• [LIST OF TASKS]
**A.** Quote the article on Gemini 3.5 Flash word for word, from "An Attractive Business" to "of agent-based AI.".
**B.** Name every company the Gemini 3.5 Flash article mentions by name.
**C.** Carry on writing the Gemini 3.5 Flash article, picking up after its last sentence.

Google Tackles Token Costs with Gemini 3.5 Flash

Google recently unveiled Gemini 3.5 Flash, a strategic advancement aimed at reducing costs associated with tokens in generative AI. This cost is often cited as one of the main obstacles to the widespread adoption of AI in businesses. In response, Google has drastically lowered its prices and increased the number of AI agents integrated into its Workspace and Google Cloud platforms. The goal is to make AI more economically viable, especially in the face of competitors like OpenAI, Anthropic, and open source models.

Companies are facing rising expenses due to the increasing number of AI agents in their professional tools. These expenses, primarily driven by tokens, are beginning to exceed certain annual budgets. With its Gemini 3.5 Flash model, Google aims to address this issue. This model was presented at the I/O 2026 conference.

An Attractive Business Model for Companies

Gemini 3.5 Flash is presented by Google as its most cost-effective offering to date, with a price set at $1.50 per million tokens. This pricing aims to convince businesses that AI can be profitable at scale. By reducing costs, Google hopes to facilitate the adoption of agent-based AI.

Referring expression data
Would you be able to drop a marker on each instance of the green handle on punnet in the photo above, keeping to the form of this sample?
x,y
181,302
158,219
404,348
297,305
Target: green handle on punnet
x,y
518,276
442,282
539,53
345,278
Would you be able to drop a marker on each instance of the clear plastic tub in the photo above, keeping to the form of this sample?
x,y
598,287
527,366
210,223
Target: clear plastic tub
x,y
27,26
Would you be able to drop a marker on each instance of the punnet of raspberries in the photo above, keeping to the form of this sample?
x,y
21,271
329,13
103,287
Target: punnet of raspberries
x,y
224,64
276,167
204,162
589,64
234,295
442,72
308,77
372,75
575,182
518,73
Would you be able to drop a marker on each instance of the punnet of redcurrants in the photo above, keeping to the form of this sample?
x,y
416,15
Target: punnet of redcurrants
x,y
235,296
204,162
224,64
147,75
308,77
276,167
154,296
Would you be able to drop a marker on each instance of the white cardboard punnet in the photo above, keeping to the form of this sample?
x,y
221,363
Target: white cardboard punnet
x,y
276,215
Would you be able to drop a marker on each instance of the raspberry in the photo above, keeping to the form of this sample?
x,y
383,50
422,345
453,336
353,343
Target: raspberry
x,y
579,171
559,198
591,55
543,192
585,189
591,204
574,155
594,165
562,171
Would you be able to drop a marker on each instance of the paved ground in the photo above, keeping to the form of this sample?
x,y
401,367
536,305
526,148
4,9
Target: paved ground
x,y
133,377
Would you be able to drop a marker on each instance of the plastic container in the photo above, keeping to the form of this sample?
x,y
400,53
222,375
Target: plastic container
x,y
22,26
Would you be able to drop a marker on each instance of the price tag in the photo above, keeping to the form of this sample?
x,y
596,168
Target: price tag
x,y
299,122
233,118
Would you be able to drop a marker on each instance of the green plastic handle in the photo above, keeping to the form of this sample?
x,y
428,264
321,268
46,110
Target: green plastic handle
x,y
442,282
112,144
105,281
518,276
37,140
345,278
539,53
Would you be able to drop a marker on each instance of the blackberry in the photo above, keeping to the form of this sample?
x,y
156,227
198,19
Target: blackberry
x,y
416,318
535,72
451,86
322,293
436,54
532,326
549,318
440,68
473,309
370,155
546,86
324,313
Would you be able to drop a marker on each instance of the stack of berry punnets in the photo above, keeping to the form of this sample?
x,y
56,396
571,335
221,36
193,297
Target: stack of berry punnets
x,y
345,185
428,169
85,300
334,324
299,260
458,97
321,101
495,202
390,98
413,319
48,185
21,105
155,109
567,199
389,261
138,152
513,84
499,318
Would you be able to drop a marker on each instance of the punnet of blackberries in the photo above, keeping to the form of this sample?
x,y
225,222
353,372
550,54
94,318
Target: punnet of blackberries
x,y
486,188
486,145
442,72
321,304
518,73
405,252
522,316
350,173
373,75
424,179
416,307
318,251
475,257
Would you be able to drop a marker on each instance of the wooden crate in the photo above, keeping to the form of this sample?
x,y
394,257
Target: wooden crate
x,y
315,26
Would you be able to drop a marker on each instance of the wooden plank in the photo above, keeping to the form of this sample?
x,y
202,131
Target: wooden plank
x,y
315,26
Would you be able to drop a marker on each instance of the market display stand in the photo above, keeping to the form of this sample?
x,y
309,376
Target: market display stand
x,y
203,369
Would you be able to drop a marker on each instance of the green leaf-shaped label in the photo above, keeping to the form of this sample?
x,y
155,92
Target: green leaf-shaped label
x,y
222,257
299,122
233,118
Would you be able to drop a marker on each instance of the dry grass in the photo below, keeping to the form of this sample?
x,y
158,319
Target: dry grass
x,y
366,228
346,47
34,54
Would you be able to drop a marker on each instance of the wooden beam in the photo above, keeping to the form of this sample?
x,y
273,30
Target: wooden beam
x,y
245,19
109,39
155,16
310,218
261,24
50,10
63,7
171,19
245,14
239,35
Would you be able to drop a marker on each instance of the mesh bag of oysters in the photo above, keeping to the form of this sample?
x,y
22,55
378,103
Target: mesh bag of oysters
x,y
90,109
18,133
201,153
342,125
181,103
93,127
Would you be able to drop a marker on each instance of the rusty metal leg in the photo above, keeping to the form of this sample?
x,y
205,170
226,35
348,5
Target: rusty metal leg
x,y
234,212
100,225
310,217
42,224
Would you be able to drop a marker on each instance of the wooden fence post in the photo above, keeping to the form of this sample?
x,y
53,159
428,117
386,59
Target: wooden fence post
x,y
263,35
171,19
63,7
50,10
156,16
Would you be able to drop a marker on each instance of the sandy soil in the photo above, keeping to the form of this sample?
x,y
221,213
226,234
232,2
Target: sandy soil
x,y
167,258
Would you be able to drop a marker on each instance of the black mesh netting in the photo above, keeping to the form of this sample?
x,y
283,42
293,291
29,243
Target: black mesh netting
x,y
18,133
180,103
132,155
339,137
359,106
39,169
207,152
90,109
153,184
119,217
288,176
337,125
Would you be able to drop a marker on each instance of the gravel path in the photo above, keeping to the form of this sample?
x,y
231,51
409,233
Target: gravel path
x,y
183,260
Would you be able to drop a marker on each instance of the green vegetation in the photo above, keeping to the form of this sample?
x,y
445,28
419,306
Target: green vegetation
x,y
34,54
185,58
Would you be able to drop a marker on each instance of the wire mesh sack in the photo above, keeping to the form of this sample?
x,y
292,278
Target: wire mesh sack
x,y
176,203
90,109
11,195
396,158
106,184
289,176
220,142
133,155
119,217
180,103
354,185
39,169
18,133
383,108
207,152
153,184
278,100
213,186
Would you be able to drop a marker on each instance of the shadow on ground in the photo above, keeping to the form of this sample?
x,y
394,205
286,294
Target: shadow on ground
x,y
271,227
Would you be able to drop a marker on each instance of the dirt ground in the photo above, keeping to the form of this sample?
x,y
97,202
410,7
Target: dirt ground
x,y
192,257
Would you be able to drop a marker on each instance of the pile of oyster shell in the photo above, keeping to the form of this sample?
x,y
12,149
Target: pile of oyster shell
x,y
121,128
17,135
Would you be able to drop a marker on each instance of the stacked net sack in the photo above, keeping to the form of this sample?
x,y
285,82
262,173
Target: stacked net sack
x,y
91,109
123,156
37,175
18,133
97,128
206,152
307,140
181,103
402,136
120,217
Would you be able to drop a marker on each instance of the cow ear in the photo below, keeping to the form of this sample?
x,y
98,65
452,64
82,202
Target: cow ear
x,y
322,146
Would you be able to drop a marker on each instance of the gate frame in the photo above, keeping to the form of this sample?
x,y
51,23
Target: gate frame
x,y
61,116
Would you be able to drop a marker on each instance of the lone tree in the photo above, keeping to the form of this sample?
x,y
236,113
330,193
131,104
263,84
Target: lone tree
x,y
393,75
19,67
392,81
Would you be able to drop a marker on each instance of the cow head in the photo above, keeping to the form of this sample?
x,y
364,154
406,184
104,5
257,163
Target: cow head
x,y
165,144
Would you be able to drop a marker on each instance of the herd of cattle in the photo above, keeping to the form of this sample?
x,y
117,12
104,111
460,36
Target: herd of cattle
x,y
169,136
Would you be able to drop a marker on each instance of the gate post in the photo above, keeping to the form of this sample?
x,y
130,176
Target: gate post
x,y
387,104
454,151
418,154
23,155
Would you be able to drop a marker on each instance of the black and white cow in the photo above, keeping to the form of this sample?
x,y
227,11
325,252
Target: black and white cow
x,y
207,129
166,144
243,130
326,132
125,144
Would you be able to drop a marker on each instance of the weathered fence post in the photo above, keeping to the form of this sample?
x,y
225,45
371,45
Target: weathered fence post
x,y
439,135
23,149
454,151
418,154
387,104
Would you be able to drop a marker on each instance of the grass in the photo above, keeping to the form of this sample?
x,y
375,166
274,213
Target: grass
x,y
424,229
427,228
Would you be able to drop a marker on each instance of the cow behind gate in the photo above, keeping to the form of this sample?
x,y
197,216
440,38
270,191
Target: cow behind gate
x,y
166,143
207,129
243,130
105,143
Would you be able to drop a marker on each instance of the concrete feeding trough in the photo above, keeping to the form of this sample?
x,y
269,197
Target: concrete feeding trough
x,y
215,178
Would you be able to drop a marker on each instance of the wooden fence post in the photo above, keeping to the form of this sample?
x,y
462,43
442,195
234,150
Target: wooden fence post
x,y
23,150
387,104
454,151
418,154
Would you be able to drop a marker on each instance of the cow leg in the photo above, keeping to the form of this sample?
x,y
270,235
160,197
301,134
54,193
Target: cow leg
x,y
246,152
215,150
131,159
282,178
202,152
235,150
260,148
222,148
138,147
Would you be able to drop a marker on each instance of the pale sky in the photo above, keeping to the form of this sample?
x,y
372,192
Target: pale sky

• [RESPONSES TO THE EXERCISE]
**A.**
An Attractive Business Model for Companies

Gemini 3.5 Flash is presented by Google as its most cost-effective offering to date, with a price set at $1.50 per million tokens. This pricing aims to convince businesses that AI can be profitable at scale. By reducing costs, Google hopes to facilitate the adoption of agent-based AI.

**B.** Google, OpenAI, Anthropic

**C.**
Responding to the Surge in AI Agent Costs

For several months, companies have been exploring the use of AI agents to automate complex tasks such as document research, email management, internal support, data analysis, and workflow orchestration. However, each interaction with these agents consumes tokens, and the volumes are increasing rapidly. Sundar Pichai, CEO of Google, emphasized that "some organizations have already consumed their annual token budget while the year is barely underway." This issue is becoming critical for IT departments and finance teams.

With Gemini 3.5 Flash, Google promises a faster, cheaper model that is sufficiently powerful to support large-scale daily use. This approach is reminiscent of Anthropic with its Claude Opus 4.6 model, which has also seen its prices drop.

An Integrated and Cost-Effective Agent-Based AI

The launch of Gemini 3.5 Flash is accompanied by several new products aimed at strengthening Google's agent ecosystem, including Gemini Spark and Omni Flash. Gemini Spark is presented as a personal agent that operates in the background, capable of directly accessing Gmail, Docs, Sheets, or Slides to perform various tasks for users. This agent can compile information, organize events, send reminders, and update spreadsheets in real time.

Google emphasizes the native integration with Google Workspace, which limits the need for external APIs, thereby reducing token-related costs. This strategy aims to optimize new always-on use cases, where agents operate continuously within employees' work environments. In this context, saving a few cents per million tokens can represent millions of dollars for a large corporation.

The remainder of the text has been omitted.